Alex Rodriguez is a chronic liar, an admitted PED user and a celebrity whose love of money, records and fame is exceeded only by his paradoxical lack of self-confidence and the pathological behaviors it inspired.
But of all the things Rodriguez lost Saturday when an arbitrator suspended the New York Yankees' 38-year-old third baseman for the 2014 season, what will level A-Rod the most is this: He won't have the simple right to jog out every day from March to October and play the game.
His love of baseball is the most genuine thing about him, his one public posture that is definitely not a lie.
None of that makes Rodriguez a sympathetic figure. But it does explain a few things, such as why every other player caught up in the Biogenesis scandal quickly took his punishment and moved on. Rodriguez alone chose to battle Bud Selig and the MLB establishment.
"I'm fighting here for my baseball life," Rodriguez has repeatedly said -- a lament he's sure to revive if he keeps his promise to continue his quixotic fight into federal court, even though most legal analysts give him a slim-to-none chance to succeed.
In a statement released Saturday after arbitrator Frederic Horowitz announced his ruling, Rodriguez threatened to show up for spring training next month, which has left the Yankees unsure of how to proceed.
"I will continue to work hard to get back on the field and help the Yankees achieve the ultimate goal of winning another championship," he said.

- _WORK TO COMPLETE_:
1. Answer these questions using the article on Alex Rodriguez's suspension:
(a) For which season was Rodriguez suspended?
(b) What does Rodriguez repeatedly say he is fighting for?
(c) What is the name of the arbitrator who announced the ruling?
2. From the article on Alex Rodriguez's suspension, extract the passage from "Alex Rodriguez is" up to and including "behaviors it inspired.".

- _EXTRACTED MATERIAL_:
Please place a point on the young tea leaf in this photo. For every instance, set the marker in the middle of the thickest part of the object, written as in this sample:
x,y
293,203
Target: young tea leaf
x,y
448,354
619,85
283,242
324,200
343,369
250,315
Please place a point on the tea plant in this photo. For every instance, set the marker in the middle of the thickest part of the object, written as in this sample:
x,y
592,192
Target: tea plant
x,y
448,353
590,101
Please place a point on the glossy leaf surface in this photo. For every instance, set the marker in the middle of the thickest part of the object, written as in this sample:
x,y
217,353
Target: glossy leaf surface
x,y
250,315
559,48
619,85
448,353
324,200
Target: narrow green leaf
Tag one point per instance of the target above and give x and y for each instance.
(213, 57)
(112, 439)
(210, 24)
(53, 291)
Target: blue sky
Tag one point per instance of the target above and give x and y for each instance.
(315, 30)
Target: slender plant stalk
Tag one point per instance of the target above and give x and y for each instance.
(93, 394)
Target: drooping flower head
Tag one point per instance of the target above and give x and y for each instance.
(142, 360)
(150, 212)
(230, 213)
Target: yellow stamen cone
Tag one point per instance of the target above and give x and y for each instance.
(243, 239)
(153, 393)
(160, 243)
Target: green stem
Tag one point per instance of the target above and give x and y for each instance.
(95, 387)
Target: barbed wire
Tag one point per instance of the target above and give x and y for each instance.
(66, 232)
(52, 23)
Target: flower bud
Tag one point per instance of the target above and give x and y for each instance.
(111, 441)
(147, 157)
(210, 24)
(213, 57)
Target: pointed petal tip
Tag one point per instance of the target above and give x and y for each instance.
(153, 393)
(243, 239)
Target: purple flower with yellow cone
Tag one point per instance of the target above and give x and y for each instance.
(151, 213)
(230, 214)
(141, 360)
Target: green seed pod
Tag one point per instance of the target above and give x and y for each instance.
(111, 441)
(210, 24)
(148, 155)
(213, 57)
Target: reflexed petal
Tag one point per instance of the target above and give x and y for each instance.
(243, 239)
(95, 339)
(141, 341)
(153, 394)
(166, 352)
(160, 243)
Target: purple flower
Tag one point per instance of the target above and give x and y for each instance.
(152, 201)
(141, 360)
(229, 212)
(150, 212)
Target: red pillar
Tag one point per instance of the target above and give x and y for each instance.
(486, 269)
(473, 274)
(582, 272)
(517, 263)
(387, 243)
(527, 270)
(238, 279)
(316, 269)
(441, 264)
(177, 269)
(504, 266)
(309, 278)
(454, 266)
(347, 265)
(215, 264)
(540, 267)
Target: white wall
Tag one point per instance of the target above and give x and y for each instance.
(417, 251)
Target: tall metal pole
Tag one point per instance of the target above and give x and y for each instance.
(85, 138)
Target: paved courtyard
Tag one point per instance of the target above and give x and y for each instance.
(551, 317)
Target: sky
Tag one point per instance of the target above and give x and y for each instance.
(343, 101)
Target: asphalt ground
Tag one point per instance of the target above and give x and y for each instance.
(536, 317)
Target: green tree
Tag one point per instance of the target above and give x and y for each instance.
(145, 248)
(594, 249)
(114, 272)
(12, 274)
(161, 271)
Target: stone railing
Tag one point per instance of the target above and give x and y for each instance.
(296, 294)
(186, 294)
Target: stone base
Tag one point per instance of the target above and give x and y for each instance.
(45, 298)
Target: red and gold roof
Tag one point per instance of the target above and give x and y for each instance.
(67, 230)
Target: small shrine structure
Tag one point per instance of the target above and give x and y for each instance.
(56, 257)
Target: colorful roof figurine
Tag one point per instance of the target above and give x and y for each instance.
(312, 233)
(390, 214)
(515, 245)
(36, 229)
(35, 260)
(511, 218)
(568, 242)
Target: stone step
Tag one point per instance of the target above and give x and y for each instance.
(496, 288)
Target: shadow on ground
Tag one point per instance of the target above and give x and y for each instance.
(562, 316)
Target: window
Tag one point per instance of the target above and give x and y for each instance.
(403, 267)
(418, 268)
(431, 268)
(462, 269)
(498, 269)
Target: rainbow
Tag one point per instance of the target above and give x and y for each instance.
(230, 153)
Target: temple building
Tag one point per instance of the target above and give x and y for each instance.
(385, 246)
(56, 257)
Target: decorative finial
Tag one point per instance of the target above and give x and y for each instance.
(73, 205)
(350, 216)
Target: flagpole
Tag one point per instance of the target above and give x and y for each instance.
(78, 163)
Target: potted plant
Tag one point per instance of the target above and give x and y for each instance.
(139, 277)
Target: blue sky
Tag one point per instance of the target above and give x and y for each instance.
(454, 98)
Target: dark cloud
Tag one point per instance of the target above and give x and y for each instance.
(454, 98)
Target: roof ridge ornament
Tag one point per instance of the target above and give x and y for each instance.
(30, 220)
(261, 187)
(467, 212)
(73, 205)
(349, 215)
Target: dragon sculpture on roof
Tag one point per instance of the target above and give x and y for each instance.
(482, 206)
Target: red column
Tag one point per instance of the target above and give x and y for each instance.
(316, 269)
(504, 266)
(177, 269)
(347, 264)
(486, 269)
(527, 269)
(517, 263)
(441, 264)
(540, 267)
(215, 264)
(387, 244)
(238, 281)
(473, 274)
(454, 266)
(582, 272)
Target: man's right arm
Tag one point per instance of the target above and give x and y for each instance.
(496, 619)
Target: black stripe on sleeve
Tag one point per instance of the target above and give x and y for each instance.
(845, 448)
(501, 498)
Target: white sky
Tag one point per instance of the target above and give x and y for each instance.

- _EXERCISE RESPONSES_:
1.
(a) The 2014 season.
(b) His baseball life.
(c) Frederic Horowitz.

2.
Alex Rodriguez is a chronic liar, an admitted PED user and a celebrity whose love of money, records and fame is exceeded only by his paradoxical lack of self-confidence and the pathological behaviors it inspired.